Records for the exercise
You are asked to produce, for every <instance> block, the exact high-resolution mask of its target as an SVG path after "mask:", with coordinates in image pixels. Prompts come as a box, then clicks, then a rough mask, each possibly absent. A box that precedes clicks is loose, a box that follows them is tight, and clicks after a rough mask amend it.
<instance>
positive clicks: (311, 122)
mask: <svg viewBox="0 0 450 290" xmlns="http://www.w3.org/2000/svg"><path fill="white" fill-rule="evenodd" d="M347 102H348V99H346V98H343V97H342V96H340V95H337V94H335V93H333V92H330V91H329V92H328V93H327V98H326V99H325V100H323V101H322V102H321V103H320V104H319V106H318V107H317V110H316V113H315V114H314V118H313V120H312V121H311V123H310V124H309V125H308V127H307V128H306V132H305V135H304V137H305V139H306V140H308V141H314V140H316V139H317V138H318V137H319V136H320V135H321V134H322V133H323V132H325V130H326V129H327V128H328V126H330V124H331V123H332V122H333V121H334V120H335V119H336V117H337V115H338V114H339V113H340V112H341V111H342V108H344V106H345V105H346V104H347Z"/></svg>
--
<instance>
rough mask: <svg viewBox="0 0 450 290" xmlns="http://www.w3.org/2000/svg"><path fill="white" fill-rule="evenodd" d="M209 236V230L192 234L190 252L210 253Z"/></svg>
==
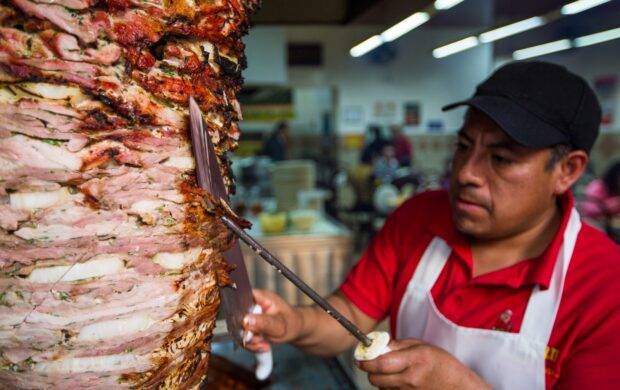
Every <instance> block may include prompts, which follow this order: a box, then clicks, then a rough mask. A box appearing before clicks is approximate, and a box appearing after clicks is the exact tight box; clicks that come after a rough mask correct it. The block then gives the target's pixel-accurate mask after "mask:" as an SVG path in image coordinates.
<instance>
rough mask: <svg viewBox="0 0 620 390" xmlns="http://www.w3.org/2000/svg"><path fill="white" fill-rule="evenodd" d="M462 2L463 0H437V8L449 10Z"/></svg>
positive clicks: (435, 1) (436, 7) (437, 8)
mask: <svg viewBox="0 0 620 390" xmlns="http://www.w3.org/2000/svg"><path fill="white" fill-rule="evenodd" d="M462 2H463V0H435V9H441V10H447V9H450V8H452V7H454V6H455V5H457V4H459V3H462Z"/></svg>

Your goal
Reproduce each line of the entries in which the word "then" is found.

Solution for this exercise
You are asked to produce, for every <instance> block, the exact high-resolution mask of its target as an SVG path after "mask:", with coordinates in image pixels. Prompts come as a box, then clicks, then a rough mask, each possibly absent. A box that precedes clicks is loose, a box that follows them is tight, and clicks after a rough mask amend it.
Every <instance> block may include prompts, which follow this order: a box, then clicks, then a rough mask. A box appearing before clicks is approximate, and a box appearing after clicks is the exact tight box; clicks that come after a rough mask correct it. The block then gives the target's pixel-accurate mask after "mask:" as an SVG path in image coordinates.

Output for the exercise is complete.